Passage to read -
########
= Explanation =

Set of statements constructed to describe a set of facts which clarifies causes

An explanation is a set of statements usually constructed to describe a set of facts that clarifies the causes, context, and consequences of those facts. It may establish rules or laws, and clarifies the existing rules or laws in relation to any objects or phenomena examined.

In philosophy, an explanation is a set of statements which render understandable the existence or occurrence of an object, event, or state of affairs. Among its most common forms are:
- Causal explanation
- Deductive-nomological explanation, involves subsuming the explanandum under a generalization from which it may be derived in a deductive argument. For example, “All gases expand when heated; this gas was heated; therefore, this gas expanded".
- Statistical explanation, involves subsuming the explanandum under a generalization that gives it inductive support. For example, “Most people who use tobacco contract cancer; this person used tobacco; therefore, this person contracted cancer”.
Explanations of human behavior usually rely to the subject’s beliefs, desires and other relevant facts. They operate under the assumption that the behavior in question is rational to some extent. Thus an explanation of why the subject removed his coat might cite the fact that he felt hot and desired to feel cooler, and believed that he would feel cooler if he took off his coat.
########
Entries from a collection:
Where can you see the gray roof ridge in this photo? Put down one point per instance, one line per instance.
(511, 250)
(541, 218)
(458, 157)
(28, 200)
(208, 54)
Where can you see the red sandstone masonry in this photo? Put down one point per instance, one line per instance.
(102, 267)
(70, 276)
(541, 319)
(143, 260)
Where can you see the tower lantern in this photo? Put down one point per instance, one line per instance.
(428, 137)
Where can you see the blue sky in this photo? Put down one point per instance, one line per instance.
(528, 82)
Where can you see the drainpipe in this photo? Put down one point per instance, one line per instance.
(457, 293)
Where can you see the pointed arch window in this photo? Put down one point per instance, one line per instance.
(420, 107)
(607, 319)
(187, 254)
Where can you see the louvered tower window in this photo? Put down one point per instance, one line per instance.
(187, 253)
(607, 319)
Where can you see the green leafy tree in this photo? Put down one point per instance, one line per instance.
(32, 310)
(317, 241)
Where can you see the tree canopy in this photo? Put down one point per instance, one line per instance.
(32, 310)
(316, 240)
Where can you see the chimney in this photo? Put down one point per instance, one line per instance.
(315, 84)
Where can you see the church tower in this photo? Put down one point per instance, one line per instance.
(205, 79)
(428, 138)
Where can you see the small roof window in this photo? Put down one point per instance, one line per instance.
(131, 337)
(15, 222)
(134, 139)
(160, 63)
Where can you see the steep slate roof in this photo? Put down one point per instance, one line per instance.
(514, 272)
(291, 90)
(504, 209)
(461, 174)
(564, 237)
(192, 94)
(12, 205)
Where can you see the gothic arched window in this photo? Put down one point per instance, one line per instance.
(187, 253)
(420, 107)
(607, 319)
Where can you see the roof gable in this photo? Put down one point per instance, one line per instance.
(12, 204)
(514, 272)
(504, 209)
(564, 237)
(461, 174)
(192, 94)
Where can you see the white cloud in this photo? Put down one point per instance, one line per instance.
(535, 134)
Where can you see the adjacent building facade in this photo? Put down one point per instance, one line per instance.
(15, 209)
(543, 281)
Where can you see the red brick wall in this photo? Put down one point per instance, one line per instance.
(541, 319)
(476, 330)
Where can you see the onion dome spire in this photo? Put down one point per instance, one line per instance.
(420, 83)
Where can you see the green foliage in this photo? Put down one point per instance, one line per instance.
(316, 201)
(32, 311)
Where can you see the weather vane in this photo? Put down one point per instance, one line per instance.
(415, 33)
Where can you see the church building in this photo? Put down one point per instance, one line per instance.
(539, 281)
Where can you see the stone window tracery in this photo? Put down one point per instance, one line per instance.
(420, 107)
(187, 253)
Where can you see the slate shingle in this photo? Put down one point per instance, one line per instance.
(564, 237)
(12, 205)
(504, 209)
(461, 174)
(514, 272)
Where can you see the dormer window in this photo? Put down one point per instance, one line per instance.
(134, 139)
########
Problem description - Reproduce the stretch of the explanation text from "Set of statements constructed" through "or phenomena examined." word for word.

Result of the exercise -
Set of statements constructed to describe a set of facts which clarifies causes

An explanation is a set of statements usually constructed to describe a set of facts that clarifies the causes, context, and consequences of those facts. It may establish rules or laws, and clarifies the existing rules or laws in relation to any objects or phenomena examined.